## Work required
Your answer should be exactly the lines from the one that contains "Where can you see the round" through the final line of the entries below, and nothing else.

'''

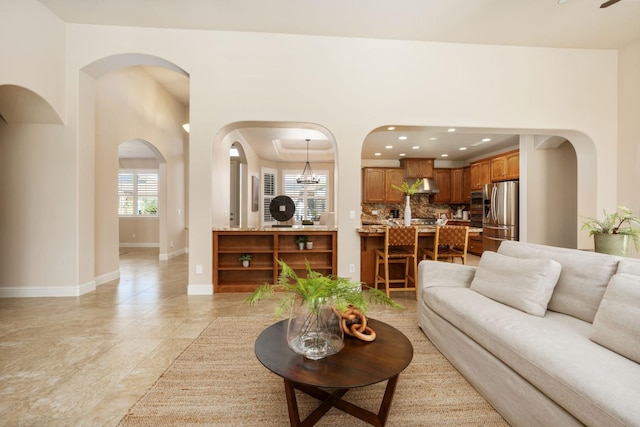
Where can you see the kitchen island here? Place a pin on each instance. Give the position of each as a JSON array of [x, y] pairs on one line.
[[266, 245], [372, 238]]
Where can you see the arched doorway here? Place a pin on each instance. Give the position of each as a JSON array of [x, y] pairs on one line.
[[130, 97]]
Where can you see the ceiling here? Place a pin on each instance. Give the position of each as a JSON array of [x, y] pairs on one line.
[[545, 23], [579, 24]]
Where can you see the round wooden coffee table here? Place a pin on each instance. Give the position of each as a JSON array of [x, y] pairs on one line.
[[358, 364]]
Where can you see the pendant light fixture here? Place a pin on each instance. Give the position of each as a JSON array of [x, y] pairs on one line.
[[307, 176]]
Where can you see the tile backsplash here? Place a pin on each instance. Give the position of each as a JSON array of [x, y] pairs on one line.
[[420, 208]]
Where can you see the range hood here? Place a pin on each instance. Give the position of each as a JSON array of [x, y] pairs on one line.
[[428, 186]]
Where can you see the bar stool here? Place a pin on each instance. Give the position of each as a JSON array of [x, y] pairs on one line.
[[400, 247], [450, 242]]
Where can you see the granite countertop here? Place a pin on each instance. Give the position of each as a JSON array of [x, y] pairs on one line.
[[422, 229], [294, 228]]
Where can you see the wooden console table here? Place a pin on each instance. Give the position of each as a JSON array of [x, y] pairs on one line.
[[267, 245]]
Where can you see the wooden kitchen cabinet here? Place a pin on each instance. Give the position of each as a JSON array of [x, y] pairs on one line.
[[443, 180], [418, 168], [505, 167], [460, 188], [480, 174], [475, 245], [378, 185], [466, 184]]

'''

## Answer below
Where can you see the round wooden coffee table here? Place a pin on each instance. Give the position of each as a JSON array of [x, y] pairs on one line.
[[358, 364]]
Where can you see the pendant light fixture here? Place a pin on each instance. Give the position of each as a JSON array of [x, y] pairs on one line.
[[307, 176]]
Where can you see the tile backsplash here? Place a pin on each instance. Give the position of each as a JSON array of [x, y] pairs on one line.
[[420, 208]]
Where can you see the range hood here? Place a pin on each instance. Give the position of each as a JSON array of [x, y] pairs on one line.
[[428, 186]]
Where can you see the bar stool here? Place a pin on each instance. Give the position of each as a JSON array of [x, y] pairs on one line.
[[400, 247], [450, 242]]
Where can you see the granite countertop here? Place a pin on each instance. Give the position of each as a JSON array of [x, y] pairs on one line.
[[422, 229], [294, 228]]
Where can you see the wooden console table here? Place a pin on each instance. Give the position of each as a JSON array of [x, y] pairs on one line.
[[267, 245]]
Where can you see the wooden kitchen cabinet here? Place a pin on each instance. Give the position of each as a JSON array of [x, y] pairs on one line.
[[443, 180], [418, 168], [505, 167], [460, 188], [480, 174], [475, 245], [378, 185], [466, 184]]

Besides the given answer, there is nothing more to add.